Text excerpt >>

------------------------------

Since some people have to work (a concept I’m not entirely grasping is more important than spending time with me) only four of us would be going to Lone Pine: Lois, Storm, Minnow, and myself. I prepared for the day by grabbing a large knapsack, dumping everything out of it, and leaving the hotel room. I needed to make sure that Bob would have plenty of room to move around and breathe.

Lois picked me up at the crack of dawn: 9:00 a.m. and we headed out to meet Storm and Minnow at the former’s home nearer to Brisbane. Once the team was all in place we piled into the car and headed off for what I began to refer to as Koala Land™.

I should point out that the sanctuary had tonnes of birds, kangaroos (kangas!), wombats, snakes, and other indigenous animals for us to see, touch, and feed. But the Koalas (or Wawas) were my favorite by far. People had been warning me that they would smell, urinate on me, claw me, or worse. The haters were all wrong. The Koalas loved me and several approached me to be part of my kidnapping plan. Really. I swear!

Upon entering Lone Pine, our first series of stops was to see the aviary of birds that lined the path. Minnow could tell you better than I what types they were but they were all really pretty. Their plumage was so colorful they looked like beautiful flying cartoon characters. My favorite two from this batch was the one that actually said hello to us and the kookaburra. The latter was mostly because I enjoyed singing that old campfire song about the kookaburra sitting in the old gum tree. (It’s in your head now isn’t it?)

And then it happened: I turned my head a little to the left and saw it: my very first Koala. I immediately ran over (pushing several stupidly gawking children out of the way) and, ignoring the fact that he was half asleep, started talking to my sweet Wawa. “Hi sweetie. How is my baby? Are you going to come with me? Yes you do because you love your Typ0 Mommy!”

Those of you Devoted Readers who know me well know that this is not only exactly what I said but can probably imagine the baby-talk voice I said it all in. Not once, mind you, but every single time I met up with a new batch of the cute, cuddly teddy bears. As Ladies can attest, I scared and traumatized several tourists who witnessed these Koala conversations.

------------------------------

Tasks for this exercise >>
1. Answer these about the Lone Pine trip account:
(a) At what time did Lois pick the narrator up?
(b) At whose home did the group meet Storm and Minnow?
(c) Which two birds in the aviary were the narrator's favorites?
2. Could you carry the Lone Pine trip account on from its final sentence?

Information provided >>
------------------------------

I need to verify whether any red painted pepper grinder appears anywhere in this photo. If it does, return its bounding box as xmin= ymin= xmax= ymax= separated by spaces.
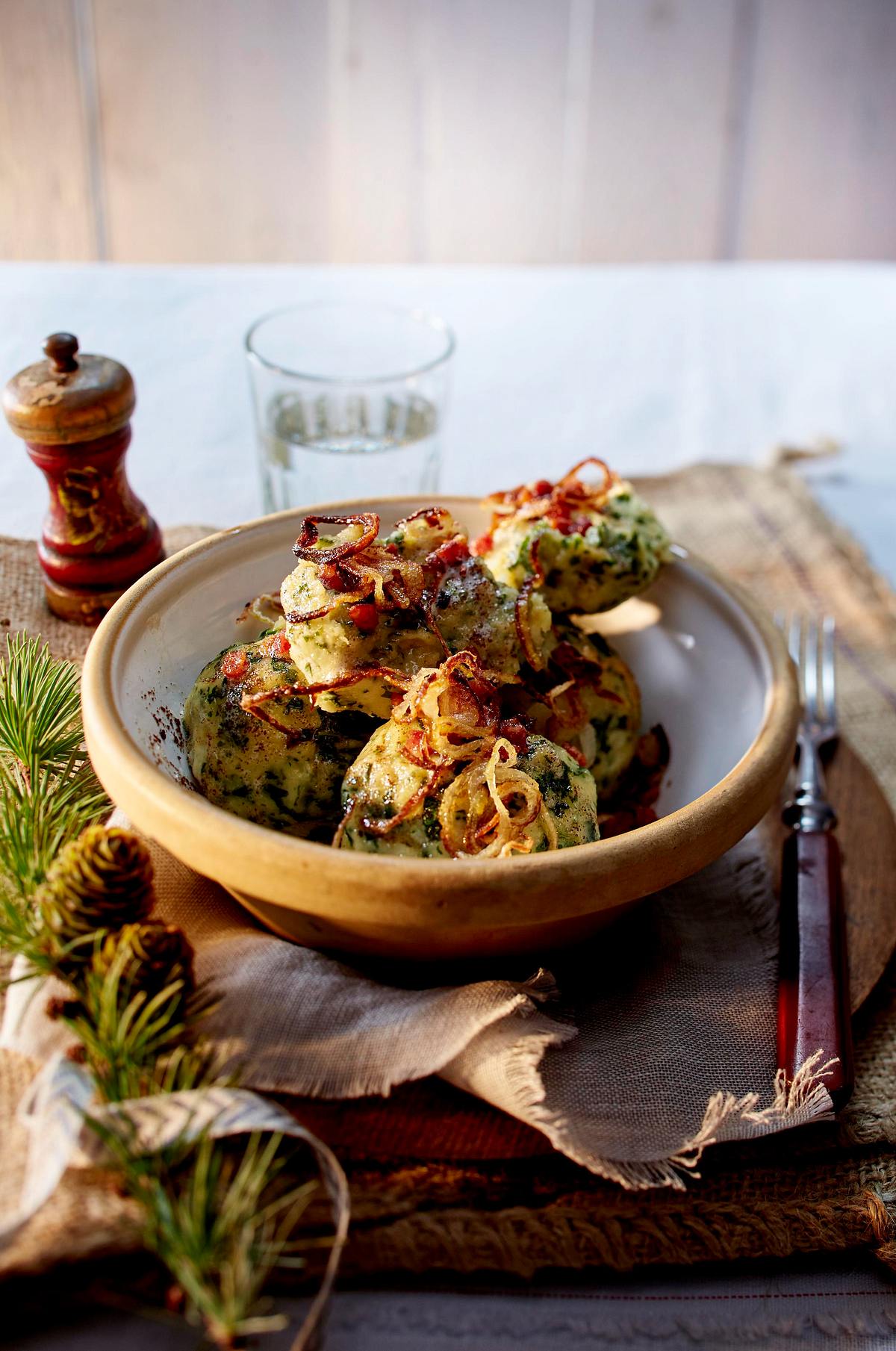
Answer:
xmin=3 ymin=334 xmax=164 ymax=624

------------------------------

Replies >>
1.
(a) 9:00 a.m.
(b) Storm's home, nearer to Brisbane.
(c) The one that said hello to them, and the kookaburra.

2.
The highlight of the day was soon to follow as we found the pavilion where Koala pictures were being taken. Hubby, upon seeing these pictures, was quite put out that he had been unable to join us as he thought the Koala handler was very pretty.

The Koala I hugged was named Brumby and he flat out told me that he wanted to come home with me. Sadly, the Sanctuary erased all video proof of this conversation for reasons they wouldn’t share with us. (I suspect that they didn’t want people to discover that their animals talked or that they were so willing to escape with gorgeous, talented, brilliant, and modest tourists like myself.)

After buying some Kanga food, we headed off to the kangaroo enclosures for some more Marsupial close encounters. Before we could reach the kangas; however, some hungry emus who wanted to taste the pellets we had brought for their kangaroo friends stopped us. One of them tried to eat Storm and then moved on Lois’s camera when we wouldn’t give them all of our food.

Finally freed from the greedy emus, we finally got to meet the playful kangaroos that lived in the large enclosure. Most of the large bouncing rats were lazy but we were able to see a few bouncing around which was quite amazing. Although I had seen videos of them doing this very thing before, it was very different to see it in person. Damn but Australia has the world’s cutest animals!

I couldn’t believe how soft the kangaroos and wallabies were. We quickly discovered that they liked to be scratched just behind the ears or on their necks. The four of us fed easily over a dozen and more still were looking at us with sad eyes. But since they were too lazy to get up off their hindquarters to come over and get some pellets, they were out of luck.

After our kanga adventures, we spent some time gazing lovingly at the overgrown hamsters that the locals refer to as wallabies. This sojourn of cute and snuggly animals was not to last long for Lois soon headed to see the snakes. Do I even need to tell you that I wasn’t there for that very brief portion of the day’s adventures? While Minnow and Storm watched Lois have a snake wrap itself around her, I headed off for a nice shady bench and some snake-free reading time.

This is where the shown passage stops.